=== Your goal ===
Beginning with the line containing "Shelf-audit task: drop a dot on every instance of the mossy" and ending with the last line of the records, set down every line exactly.

Location identification entries
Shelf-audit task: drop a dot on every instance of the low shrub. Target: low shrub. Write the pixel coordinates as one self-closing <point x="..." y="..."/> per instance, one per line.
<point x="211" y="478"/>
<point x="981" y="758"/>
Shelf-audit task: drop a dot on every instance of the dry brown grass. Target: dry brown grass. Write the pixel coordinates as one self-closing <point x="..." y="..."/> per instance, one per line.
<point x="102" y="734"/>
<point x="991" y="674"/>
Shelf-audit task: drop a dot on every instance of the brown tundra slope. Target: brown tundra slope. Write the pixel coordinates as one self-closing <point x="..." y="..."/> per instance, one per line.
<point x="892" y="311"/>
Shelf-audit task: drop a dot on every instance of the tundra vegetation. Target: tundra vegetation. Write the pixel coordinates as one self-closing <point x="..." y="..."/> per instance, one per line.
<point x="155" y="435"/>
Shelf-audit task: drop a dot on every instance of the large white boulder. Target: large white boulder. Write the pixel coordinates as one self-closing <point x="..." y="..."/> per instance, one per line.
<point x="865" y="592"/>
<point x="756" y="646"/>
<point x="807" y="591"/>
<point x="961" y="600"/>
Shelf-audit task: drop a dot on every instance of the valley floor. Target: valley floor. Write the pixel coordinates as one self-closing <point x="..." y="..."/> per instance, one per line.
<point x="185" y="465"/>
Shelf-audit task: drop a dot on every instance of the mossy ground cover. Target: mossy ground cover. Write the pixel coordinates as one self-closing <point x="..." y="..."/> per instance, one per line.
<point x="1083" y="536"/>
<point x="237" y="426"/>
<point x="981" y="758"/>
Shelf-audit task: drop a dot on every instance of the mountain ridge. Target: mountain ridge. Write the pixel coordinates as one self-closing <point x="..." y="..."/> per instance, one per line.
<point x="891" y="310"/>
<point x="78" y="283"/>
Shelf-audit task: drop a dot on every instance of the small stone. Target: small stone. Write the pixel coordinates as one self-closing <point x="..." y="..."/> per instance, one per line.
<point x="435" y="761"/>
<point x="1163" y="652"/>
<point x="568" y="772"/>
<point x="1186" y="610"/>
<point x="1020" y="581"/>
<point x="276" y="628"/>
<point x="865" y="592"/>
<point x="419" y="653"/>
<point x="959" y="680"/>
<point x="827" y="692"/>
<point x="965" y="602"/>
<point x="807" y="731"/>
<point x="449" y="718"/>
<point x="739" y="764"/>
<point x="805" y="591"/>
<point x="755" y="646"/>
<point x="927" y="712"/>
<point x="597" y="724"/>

=== Exercise result ===
Shelf-audit task: drop a dot on every instance of the mossy ground cover. Target: mossy ground cover. Write the pixel coordinates as one self-closing <point x="..." y="..."/> per instance, one per line.
<point x="1083" y="536"/>
<point x="237" y="426"/>
<point x="981" y="758"/>
Shelf-audit task: drop a dot on every instance of the mountain ridge. Target: mountain ridge. Write the pixel coordinates as one self-closing <point x="..." y="..."/> per instance, one per line.
<point x="891" y="310"/>
<point x="78" y="283"/>
Shelf-audit task: drop a dot on every instance of the small stone. Target: small stone. Write the pixel coordinates as one self-closing <point x="..." y="..."/> per instance, one per line.
<point x="435" y="761"/>
<point x="1163" y="652"/>
<point x="568" y="772"/>
<point x="1186" y="610"/>
<point x="1020" y="581"/>
<point x="276" y="628"/>
<point x="865" y="592"/>
<point x="419" y="653"/>
<point x="959" y="680"/>
<point x="827" y="692"/>
<point x="965" y="602"/>
<point x="807" y="731"/>
<point x="449" y="718"/>
<point x="739" y="764"/>
<point x="805" y="591"/>
<point x="755" y="646"/>
<point x="927" y="712"/>
<point x="597" y="724"/>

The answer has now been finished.